** Task requirements **
Edit the lines below by replacing each occurrence of "Drop a point" with "Place a marker". Leave everything else unchanged.

(Raw records)
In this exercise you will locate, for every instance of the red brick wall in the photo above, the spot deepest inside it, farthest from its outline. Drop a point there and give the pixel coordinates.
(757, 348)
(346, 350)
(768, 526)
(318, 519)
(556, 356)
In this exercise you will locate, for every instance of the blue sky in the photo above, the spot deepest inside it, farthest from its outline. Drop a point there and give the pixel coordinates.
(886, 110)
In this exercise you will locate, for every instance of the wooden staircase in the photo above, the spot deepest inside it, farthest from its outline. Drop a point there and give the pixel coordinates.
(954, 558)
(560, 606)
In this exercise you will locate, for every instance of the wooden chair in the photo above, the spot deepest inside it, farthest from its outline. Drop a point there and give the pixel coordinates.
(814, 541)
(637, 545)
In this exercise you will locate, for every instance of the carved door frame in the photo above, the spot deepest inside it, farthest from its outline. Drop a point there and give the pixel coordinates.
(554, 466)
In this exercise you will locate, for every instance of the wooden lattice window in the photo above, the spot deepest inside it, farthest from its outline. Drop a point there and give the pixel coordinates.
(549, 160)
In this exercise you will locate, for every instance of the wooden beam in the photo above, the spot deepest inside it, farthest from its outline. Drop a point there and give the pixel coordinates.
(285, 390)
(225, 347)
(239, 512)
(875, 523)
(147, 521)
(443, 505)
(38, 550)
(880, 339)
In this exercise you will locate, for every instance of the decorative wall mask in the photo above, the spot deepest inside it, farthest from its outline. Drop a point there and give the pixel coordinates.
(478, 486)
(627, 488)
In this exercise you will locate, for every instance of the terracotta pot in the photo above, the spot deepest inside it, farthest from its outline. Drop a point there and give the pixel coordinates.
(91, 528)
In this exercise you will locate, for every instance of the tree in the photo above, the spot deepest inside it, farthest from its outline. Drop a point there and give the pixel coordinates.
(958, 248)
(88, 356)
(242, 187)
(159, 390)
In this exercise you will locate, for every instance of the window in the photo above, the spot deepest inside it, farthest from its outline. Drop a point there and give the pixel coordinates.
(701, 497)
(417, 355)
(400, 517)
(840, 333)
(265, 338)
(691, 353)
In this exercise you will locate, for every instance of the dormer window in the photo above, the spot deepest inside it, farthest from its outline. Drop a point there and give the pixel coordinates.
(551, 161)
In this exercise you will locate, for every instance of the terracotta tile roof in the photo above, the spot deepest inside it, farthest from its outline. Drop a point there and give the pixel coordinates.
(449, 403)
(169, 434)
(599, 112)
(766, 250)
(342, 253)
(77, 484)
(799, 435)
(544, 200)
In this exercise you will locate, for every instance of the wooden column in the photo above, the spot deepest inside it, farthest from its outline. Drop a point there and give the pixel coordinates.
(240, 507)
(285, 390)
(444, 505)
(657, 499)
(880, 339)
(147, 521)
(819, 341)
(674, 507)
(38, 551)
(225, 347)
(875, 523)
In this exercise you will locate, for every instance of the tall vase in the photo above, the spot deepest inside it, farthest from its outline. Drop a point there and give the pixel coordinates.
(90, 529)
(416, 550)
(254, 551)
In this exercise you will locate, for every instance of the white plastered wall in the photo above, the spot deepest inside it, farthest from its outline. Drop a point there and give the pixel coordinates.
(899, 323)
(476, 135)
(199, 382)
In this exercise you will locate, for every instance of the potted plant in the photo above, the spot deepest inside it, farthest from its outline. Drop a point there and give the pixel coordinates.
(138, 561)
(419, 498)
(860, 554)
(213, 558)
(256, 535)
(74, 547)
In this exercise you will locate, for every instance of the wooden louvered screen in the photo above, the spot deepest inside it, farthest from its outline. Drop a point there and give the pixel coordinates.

** Answer below **
In this exercise you will locate, for every instance of the red brick wall in the photo above, the spot deepest inside it, farthest from its outline. Place a marker there and give the pixel coordinates.
(757, 348)
(346, 350)
(768, 526)
(318, 519)
(556, 356)
In this exercise you will locate, for every instance of the blue sky in the photo above, the spot deepest inside it, farthest from its outline. Place a marker there and give the pixel coordinates.
(886, 110)
In this exercise you will locate, for every instance of the wooden staircase in the photo above, the spot deepest inside it, farthest from its outline. Place a marker there and give the pixel coordinates.
(954, 558)
(560, 606)
In this exercise you will locate, for every instance of the wooden chair in the photo above, the spot deepest inside it, farthest from its outline. Place a marker there and give the pixel coordinates.
(814, 541)
(637, 545)
In this exercise you will locate, for every instance of the carved door frame in the photo above, the spot deepest inside it, farthest from its outline. Place a marker there and give the pixel coordinates.
(554, 466)
In this exercise you will locate, for every instance of the wooden lattice window in the photo above, the spot deepest inside it, farthest from its outline. Place a marker there and give the pixel coordinates.
(549, 160)
In this exercise you will locate, for every instance of the wooden beam in the photo above, the spot deepest inside it, farthest from its outline. Place a marker there and give the pixel coordinates.
(285, 390)
(225, 347)
(239, 512)
(875, 523)
(147, 521)
(443, 505)
(38, 550)
(880, 339)
In this exercise you will locate, for every instance of the decorative wall mask in the photo above, the spot deepest inside it, farthest from its outline. Place a marker there and give the pixel coordinates.
(478, 486)
(627, 488)
In this exercise you will locate, for every instance of the terracotta pot in the photo above, the spot deepest inside it, farthest from its outline. Place a marker there and give the pixel coordinates.
(91, 528)
In this exercise you will locate, for every instance of the tree in the photo above, the spot deepest inside it, farthest from its outline. Place a marker there and give the pixel coordinates.
(958, 248)
(88, 356)
(242, 187)
(159, 390)
In this exercise you will locate, for every instance of the window in the photo above, the spot deepest inside it, farthest from its outline. Place a marker there and give the pixel coordinates.
(701, 497)
(417, 355)
(400, 517)
(840, 333)
(265, 338)
(691, 353)
In this exercise you will locate, for every instance of the dormer window in the photo above, the spot deepest inside it, farthest from its outline. Place a marker there and give the pixel coordinates.
(551, 161)
In this exercise you will locate, for every instance of the terracotta tile roof in the photo above, the spot deepest inside it, farthest from its outline. Place a marker there and give the pixel coordinates.
(449, 403)
(169, 434)
(599, 112)
(766, 250)
(342, 253)
(77, 484)
(799, 435)
(544, 200)
In this exercise you will locate, for every instance of the wooden column in the photo above, the spot deepest inside it, farthest from its outline. Place a marker there and give the pixel coordinates.
(240, 507)
(285, 390)
(444, 505)
(657, 499)
(880, 339)
(147, 521)
(819, 341)
(674, 507)
(38, 551)
(225, 347)
(875, 523)
In this exercise you will locate, for every instance of the tall vase in the photo above, the spot deepest inside it, farthest from its outline. Place a marker there and give the pixel coordinates.
(90, 529)
(416, 550)
(254, 551)
In this exercise you will locate, for every instance of the white plastered wall in the photo above, the spot deepest inside it, farthest from its outline. Place a marker there and give the pixel coordinates.
(899, 323)
(476, 135)
(199, 382)
In this exercise you will locate, for every instance of the potted plant in the photo above, the spot deepest inside it, farthest from its outline. Place a marker there and give the pixel coordinates.
(138, 561)
(419, 498)
(860, 554)
(213, 558)
(256, 535)
(74, 547)
In this exercise you will locate, for every instance of the wooden louvered screen in the photo above, the spot deepest inside it, farthest from its outline. Place a marker there and give the pixel coordinates.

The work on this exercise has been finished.